Landscape Improving, Stage Three
November 5th, 2024
A landscape is never ever really “done,” as any experienced gardener will tell you.
However, the never-ending waltz of caring for a yard – and especially the amply landscaped variety – fits into one of three stages.
Stage one is the beginning of the line – or the end of the line, as the case may be, for the previous “landscape.” This is when you’re taking out plantings that are hopelessly overgrown, just not doing well, or outright putrid (often one that a gardener has inherited from a non-gardener).
This work can range from surgical removals, weeding, and selected whack-backs to the wholesale clearing of a bed.
Stage one can also include tackling a new garden or landscape from scratch, which usually involves getting rid of grass or a weed-infested area.
Stage two is the re-do part – the phase where novices think the project is done. In reality, it’s just the initial phase of the re-do – a time of getting your best guesses in place and then watching to see what happens.
Stage three is the longest phase and involves ongoing reaction to the changes that inevitably take place. To use a writing metaphor, it’s the editing stage.

_DATA RECORDS_
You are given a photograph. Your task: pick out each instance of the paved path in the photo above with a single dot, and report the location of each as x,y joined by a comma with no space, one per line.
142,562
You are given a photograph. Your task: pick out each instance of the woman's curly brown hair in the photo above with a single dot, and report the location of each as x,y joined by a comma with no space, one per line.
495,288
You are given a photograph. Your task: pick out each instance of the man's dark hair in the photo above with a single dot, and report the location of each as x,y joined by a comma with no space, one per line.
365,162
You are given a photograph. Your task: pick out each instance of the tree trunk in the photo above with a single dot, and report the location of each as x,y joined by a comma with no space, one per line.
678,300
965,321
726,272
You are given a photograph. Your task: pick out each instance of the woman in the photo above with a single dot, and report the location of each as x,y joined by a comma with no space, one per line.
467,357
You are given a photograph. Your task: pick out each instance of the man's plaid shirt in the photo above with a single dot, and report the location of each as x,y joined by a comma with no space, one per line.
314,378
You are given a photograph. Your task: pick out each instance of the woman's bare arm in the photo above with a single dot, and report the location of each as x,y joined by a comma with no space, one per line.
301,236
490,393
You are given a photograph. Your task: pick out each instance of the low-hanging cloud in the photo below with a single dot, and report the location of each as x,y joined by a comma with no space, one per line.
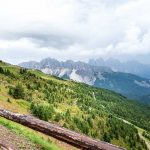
73,29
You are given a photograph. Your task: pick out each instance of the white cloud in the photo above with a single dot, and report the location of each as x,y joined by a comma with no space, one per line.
73,29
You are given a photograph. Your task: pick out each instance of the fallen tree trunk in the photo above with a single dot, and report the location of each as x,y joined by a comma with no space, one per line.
71,137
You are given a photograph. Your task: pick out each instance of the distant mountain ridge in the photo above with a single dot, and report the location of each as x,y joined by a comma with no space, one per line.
130,85
133,67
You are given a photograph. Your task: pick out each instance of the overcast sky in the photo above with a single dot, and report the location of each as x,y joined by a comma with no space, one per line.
74,29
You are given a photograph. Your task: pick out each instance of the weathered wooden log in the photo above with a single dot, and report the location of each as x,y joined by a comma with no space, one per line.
63,134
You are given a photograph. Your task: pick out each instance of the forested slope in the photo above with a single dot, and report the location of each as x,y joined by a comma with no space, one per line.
79,107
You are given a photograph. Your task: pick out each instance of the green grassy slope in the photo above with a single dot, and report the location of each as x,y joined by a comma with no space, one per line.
76,106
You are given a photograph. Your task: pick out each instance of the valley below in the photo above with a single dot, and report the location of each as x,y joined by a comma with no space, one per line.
88,110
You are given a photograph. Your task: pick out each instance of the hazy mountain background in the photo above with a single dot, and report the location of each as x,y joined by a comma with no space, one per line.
99,73
133,67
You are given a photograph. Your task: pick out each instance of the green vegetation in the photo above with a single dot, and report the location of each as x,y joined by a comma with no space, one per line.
29,134
76,106
146,135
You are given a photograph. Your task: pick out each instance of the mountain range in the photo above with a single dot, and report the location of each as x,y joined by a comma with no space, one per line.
130,85
98,113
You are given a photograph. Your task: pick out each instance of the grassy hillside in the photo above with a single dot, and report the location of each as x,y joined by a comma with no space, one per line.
92,111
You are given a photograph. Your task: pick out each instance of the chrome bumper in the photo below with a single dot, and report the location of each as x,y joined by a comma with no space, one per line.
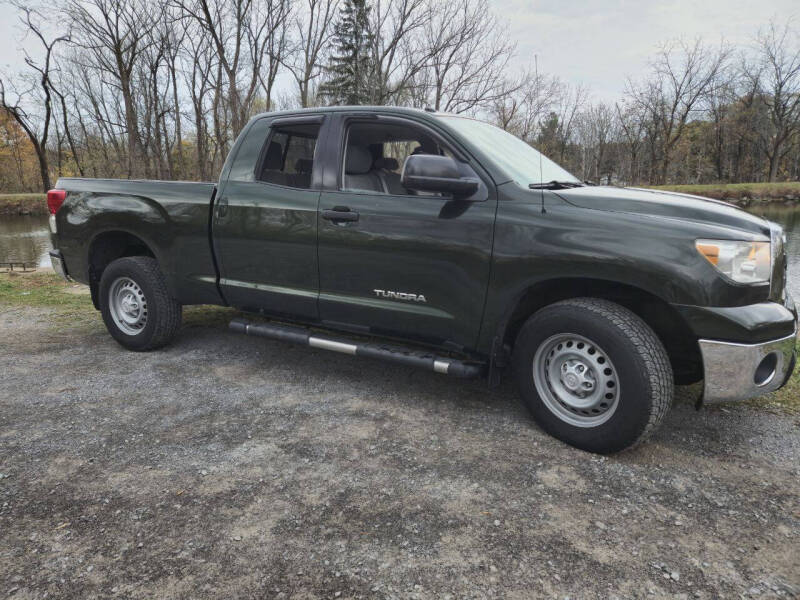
742,371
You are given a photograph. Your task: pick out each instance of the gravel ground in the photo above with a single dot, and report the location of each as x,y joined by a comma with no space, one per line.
234,467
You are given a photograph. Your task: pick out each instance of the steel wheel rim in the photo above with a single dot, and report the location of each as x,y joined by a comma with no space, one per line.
576,380
128,305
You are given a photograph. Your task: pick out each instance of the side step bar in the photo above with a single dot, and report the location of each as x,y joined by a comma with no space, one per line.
403,356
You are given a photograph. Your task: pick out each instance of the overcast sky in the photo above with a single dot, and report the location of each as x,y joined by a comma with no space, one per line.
595,42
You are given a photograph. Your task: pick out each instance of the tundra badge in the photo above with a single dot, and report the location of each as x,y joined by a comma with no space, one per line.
400,296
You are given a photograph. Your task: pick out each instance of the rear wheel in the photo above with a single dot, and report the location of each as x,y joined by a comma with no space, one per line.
136,306
593,374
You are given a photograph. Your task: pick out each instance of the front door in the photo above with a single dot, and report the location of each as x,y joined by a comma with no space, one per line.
265,220
396,262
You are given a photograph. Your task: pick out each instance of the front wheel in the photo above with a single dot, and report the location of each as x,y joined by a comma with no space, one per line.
136,306
593,374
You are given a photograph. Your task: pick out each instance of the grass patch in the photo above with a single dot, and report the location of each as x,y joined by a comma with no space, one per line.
71,301
23,204
741,192
787,398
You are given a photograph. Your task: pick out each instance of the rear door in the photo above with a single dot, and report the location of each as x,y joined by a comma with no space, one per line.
396,262
265,220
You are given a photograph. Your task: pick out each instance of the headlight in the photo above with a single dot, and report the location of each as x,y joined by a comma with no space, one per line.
743,262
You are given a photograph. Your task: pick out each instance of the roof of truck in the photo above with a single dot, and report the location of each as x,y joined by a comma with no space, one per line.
385,109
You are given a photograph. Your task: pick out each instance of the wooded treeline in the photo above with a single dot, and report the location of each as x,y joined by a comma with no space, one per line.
161,88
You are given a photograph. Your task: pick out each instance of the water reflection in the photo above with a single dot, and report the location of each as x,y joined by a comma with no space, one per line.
24,238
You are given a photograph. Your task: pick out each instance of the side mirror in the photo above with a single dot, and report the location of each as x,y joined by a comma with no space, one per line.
434,173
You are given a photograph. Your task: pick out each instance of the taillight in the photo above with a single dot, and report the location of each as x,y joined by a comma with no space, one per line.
55,198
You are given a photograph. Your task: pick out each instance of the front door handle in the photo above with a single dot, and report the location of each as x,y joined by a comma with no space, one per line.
339,214
222,207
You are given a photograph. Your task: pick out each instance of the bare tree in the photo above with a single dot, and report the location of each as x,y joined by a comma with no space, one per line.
775,76
313,26
523,103
681,75
397,53
36,125
115,34
468,56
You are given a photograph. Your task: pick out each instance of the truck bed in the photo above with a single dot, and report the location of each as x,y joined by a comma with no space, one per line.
170,217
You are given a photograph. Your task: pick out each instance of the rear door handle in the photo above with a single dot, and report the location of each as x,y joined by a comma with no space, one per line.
340,213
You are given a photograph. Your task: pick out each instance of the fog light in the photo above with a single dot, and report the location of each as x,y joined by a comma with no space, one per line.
766,369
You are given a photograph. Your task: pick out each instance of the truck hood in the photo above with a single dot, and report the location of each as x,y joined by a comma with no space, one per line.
664,204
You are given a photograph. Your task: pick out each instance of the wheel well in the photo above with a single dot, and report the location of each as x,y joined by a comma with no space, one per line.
678,339
108,247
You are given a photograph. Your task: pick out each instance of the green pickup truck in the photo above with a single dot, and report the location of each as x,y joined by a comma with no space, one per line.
445,243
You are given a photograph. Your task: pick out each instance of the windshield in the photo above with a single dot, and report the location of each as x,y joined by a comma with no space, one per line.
519,160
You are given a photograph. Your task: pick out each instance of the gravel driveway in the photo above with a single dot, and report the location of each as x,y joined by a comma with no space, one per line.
235,467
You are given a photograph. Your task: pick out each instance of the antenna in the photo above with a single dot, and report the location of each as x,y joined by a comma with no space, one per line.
541,178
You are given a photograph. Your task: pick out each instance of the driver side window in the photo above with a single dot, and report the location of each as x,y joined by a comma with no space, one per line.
376,152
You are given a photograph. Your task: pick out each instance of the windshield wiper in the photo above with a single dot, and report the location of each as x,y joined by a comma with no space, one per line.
554,185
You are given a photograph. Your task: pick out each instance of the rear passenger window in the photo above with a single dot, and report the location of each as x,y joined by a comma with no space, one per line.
288,156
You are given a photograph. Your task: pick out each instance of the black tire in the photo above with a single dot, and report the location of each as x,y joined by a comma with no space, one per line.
642,374
162,313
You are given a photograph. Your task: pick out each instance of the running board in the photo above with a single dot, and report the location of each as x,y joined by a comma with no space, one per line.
397,354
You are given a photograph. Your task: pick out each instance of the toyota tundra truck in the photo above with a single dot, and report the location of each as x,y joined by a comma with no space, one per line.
445,243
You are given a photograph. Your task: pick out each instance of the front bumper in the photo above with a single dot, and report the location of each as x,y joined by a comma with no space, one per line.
739,371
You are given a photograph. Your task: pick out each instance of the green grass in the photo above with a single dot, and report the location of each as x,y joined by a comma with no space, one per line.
739,192
23,204
47,290
71,302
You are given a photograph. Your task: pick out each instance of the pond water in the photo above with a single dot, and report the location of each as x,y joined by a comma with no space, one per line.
26,239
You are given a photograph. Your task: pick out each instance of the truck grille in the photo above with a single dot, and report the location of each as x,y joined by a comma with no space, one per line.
779,264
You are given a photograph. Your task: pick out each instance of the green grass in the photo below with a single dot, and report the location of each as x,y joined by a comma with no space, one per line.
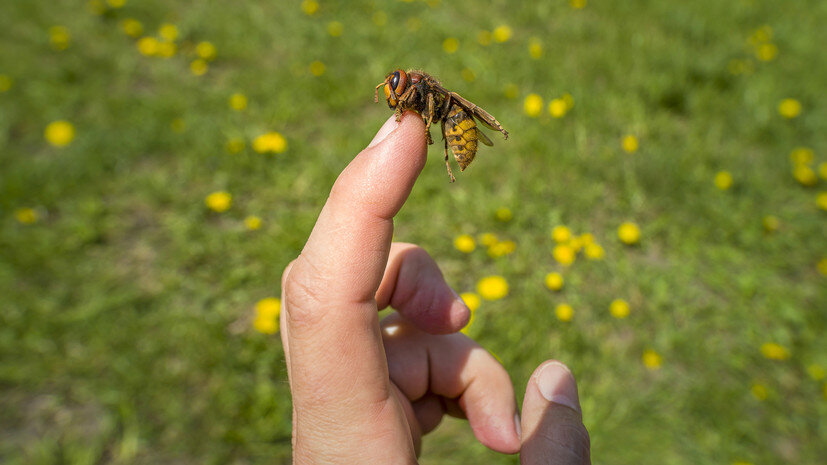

_ASSIGNMENT_
Please continue the article on the three stages of landscape care, starting right after its sentence calling stage three "the editing stage."

_YOUR RESPONSE_
No matter how well you or your designer knows plants and how well the phase-two planting was done, you’re going to have do at least some editing… and re-editing and re-editing.
That’s because a lot can go wrong.
Weather insults are a big one, such as the spot drought that kills water-wimpy selections or the wind storm that blows down a tree just as it was coming into prime.
Animal damage is another big problem, especially if deer are lurking anywhere nearby. They might eat anything when the food supply dwindles, including plants low on their preference list and ones they’ve left untouched for years.
Other times a plant that was supposed to be a winner (or is a winner in most yards) just doesn’t like your yard or the specific soil or spot you gave it.
Sometimes a bug or a disease comes along to wipe all or part of a particular planting.
Sometimes a plant gets bigger (or smaller) than you thought.
Sometimes the conditions for which you plant-selected change, such as when a nearby tree grows enough to create expanded shade or when a big tree comes down to turn shade into sudden sun.
These are the kinds of things that continue to happen over time, causing gardeners to have to rethink beds or areas of them. In other words, stage three is an ongoing phase of “spot re-do’s.”
This is the stage that drives non-gardeners (and non-gardening spouses) crazy.
“Isn’t this garden ever going to be done!?!?” they ask.
For the rabid gardener, though, stage three is the best phase.
It’s a time of fine-tuning, of being creative, of making the garden better and better as the failures and also-runs morph into successes.
Besides, what would rabid gardeners do if the landscape work were ever completely gone?